▶ [Your goal]
Report each line of the listing below that contains the word "truck", copying every such line in full.

##### Available data #####

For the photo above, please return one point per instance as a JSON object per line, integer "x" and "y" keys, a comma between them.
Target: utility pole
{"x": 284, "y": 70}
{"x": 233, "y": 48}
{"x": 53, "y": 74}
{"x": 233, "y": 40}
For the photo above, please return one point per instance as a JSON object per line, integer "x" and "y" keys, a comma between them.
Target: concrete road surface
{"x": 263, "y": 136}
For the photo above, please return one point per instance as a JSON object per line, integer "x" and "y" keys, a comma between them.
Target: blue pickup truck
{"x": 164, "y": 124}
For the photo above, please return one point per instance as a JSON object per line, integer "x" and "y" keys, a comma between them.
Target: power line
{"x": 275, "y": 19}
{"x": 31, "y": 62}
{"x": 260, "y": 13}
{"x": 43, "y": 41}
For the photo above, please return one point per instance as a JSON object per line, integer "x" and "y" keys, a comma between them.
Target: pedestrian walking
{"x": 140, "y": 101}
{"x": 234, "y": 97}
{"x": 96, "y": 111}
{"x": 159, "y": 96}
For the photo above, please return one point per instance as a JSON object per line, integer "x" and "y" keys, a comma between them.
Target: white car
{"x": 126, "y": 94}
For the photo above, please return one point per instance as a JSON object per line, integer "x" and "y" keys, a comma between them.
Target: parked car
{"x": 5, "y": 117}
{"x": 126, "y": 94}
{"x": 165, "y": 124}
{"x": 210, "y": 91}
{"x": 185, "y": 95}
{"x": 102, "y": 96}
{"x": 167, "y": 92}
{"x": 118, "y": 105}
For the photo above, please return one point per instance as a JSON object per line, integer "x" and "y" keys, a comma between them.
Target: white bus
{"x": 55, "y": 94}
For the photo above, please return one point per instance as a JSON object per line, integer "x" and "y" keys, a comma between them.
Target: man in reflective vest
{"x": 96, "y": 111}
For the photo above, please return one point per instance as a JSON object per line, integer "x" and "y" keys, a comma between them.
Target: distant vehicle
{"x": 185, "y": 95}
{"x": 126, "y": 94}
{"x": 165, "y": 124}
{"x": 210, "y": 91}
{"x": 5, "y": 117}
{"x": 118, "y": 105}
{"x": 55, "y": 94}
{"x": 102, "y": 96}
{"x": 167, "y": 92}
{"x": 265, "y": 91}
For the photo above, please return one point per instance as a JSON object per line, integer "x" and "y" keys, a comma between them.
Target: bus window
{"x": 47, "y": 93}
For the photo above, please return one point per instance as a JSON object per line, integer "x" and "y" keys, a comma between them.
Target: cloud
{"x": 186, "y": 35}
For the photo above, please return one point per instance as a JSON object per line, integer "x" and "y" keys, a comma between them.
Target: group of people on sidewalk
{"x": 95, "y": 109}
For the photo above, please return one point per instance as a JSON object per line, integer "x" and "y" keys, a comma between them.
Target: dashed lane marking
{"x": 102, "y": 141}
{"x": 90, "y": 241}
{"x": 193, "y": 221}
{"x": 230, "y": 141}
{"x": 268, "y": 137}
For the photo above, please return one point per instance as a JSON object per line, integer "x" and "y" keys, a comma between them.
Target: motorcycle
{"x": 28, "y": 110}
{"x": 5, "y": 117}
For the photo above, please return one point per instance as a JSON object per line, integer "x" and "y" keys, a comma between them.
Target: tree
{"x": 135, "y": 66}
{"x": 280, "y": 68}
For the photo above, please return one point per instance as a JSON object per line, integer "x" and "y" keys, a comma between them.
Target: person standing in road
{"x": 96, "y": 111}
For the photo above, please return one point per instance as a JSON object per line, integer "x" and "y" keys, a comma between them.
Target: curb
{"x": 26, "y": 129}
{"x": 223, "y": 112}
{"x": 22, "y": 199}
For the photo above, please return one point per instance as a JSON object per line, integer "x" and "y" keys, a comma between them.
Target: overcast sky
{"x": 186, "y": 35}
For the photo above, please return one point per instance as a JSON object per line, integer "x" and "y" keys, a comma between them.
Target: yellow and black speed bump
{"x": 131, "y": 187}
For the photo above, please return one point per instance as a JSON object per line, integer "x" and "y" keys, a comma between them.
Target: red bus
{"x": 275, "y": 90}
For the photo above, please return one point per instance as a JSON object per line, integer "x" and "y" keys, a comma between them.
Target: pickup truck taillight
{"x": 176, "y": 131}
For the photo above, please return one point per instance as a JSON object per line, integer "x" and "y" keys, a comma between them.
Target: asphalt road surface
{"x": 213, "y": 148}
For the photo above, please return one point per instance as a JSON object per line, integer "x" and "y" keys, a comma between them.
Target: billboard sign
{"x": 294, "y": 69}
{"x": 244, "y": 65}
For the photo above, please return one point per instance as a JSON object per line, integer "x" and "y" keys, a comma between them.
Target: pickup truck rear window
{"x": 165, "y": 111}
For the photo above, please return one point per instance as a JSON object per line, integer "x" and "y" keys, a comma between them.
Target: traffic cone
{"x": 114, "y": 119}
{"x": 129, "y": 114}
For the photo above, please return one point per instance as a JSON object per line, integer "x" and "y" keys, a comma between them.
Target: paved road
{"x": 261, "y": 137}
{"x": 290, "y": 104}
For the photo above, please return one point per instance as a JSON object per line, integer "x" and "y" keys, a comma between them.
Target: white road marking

#####

▶ [Exercise response]
Target: blue pickup truck
Target: pickup truck taillight
Target: pickup truck rear window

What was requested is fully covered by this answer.